--- INFORMATION PROVIDED ---
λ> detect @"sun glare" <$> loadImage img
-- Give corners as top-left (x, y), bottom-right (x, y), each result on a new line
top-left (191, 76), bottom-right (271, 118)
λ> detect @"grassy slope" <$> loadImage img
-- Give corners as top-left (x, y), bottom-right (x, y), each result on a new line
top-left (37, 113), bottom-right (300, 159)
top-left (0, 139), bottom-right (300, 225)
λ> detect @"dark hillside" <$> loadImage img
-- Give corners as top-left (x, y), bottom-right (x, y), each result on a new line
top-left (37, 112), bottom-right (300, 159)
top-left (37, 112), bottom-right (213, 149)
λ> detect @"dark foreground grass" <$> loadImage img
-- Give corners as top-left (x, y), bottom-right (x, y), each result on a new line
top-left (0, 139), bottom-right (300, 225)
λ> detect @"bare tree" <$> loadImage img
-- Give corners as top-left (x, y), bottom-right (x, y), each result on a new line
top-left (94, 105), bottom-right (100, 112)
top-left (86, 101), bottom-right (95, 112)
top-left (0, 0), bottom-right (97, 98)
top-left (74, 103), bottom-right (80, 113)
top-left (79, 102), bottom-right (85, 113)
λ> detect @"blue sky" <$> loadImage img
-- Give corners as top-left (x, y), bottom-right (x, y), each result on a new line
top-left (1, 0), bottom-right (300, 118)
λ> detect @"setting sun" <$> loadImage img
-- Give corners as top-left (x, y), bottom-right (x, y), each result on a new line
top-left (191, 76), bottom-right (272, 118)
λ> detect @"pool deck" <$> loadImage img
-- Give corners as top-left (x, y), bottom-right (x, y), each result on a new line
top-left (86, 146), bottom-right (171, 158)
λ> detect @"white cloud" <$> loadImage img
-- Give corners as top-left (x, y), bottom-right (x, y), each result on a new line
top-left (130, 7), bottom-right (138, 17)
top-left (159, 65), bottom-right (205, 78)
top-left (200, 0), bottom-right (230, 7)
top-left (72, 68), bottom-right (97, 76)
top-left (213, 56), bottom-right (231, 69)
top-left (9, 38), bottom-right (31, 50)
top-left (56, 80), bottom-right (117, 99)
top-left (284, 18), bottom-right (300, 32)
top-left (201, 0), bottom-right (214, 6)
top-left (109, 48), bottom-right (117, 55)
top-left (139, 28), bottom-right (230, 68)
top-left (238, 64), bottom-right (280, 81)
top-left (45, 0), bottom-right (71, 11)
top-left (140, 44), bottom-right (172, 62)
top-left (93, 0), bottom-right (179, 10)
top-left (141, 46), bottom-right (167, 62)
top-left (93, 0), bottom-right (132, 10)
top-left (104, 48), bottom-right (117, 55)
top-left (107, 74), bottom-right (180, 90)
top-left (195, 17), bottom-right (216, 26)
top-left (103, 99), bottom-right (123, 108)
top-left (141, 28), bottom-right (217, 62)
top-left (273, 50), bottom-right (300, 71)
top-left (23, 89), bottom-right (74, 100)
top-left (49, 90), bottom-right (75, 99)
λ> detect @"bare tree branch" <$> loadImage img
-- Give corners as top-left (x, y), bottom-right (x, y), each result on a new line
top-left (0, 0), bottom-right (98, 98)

--- TRY IT ---
Repeat the material above exactly and in full.

--- REPLY ---
λ> detect @"sun glare" <$> loadImage img
-- Give corners as top-left (x, y), bottom-right (x, y), each result on a new line
top-left (191, 76), bottom-right (271, 118)
λ> detect @"grassy slope" <$> loadImage img
-- Give corners as top-left (x, y), bottom-right (x, y), each result on a new line
top-left (37, 113), bottom-right (300, 159)
top-left (0, 139), bottom-right (300, 225)
λ> detect @"dark hillside" <$> loadImage img
-- Give corners as top-left (x, y), bottom-right (x, y), each result on a new line
top-left (37, 112), bottom-right (300, 159)
top-left (37, 112), bottom-right (213, 149)
λ> detect @"dark foreground grass" <$> loadImage img
-- Give corners as top-left (x, y), bottom-right (x, y), each result on a new line
top-left (0, 139), bottom-right (300, 225)
λ> detect @"bare tree" <$> loadImage img
-- Give corners as top-left (x, y), bottom-right (x, y), each result on a new line
top-left (94, 105), bottom-right (100, 112)
top-left (86, 101), bottom-right (95, 112)
top-left (0, 0), bottom-right (97, 98)
top-left (74, 103), bottom-right (80, 113)
top-left (79, 102), bottom-right (85, 113)
λ> detect @"blue sky" <$> loadImage img
-- Give corners as top-left (x, y), bottom-right (x, y), each result on a new line
top-left (1, 0), bottom-right (300, 118)
λ> detect @"setting sun" <$> loadImage img
-- Give corners as top-left (x, y), bottom-right (x, y), each result on a new line
top-left (191, 76), bottom-right (272, 118)
λ> detect @"pool deck" <$> loadImage img
-- Give corners as top-left (x, y), bottom-right (x, y), each result on a new line
top-left (86, 146), bottom-right (171, 158)
λ> detect @"white cloud" <$> loadImage img
-- Give corners as top-left (x, y), bottom-right (x, y), each result on a new line
top-left (130, 7), bottom-right (138, 17)
top-left (159, 65), bottom-right (205, 78)
top-left (200, 0), bottom-right (230, 7)
top-left (72, 68), bottom-right (97, 76)
top-left (213, 56), bottom-right (231, 69)
top-left (9, 38), bottom-right (31, 50)
top-left (56, 80), bottom-right (117, 99)
top-left (284, 18), bottom-right (300, 32)
top-left (201, 0), bottom-right (214, 6)
top-left (109, 48), bottom-right (117, 55)
top-left (139, 28), bottom-right (230, 68)
top-left (238, 64), bottom-right (280, 81)
top-left (45, 0), bottom-right (71, 11)
top-left (140, 44), bottom-right (172, 62)
top-left (93, 0), bottom-right (179, 10)
top-left (141, 46), bottom-right (167, 62)
top-left (93, 0), bottom-right (132, 10)
top-left (104, 48), bottom-right (117, 55)
top-left (107, 74), bottom-right (180, 90)
top-left (195, 17), bottom-right (216, 26)
top-left (103, 99), bottom-right (123, 108)
top-left (141, 28), bottom-right (217, 62)
top-left (273, 50), bottom-right (300, 71)
top-left (23, 89), bottom-right (74, 100)
top-left (49, 90), bottom-right (75, 99)
λ> detect @"bare tree branch" <$> loadImage img
-- Give corners as top-left (x, y), bottom-right (x, y), each result on a new line
top-left (0, 0), bottom-right (98, 98)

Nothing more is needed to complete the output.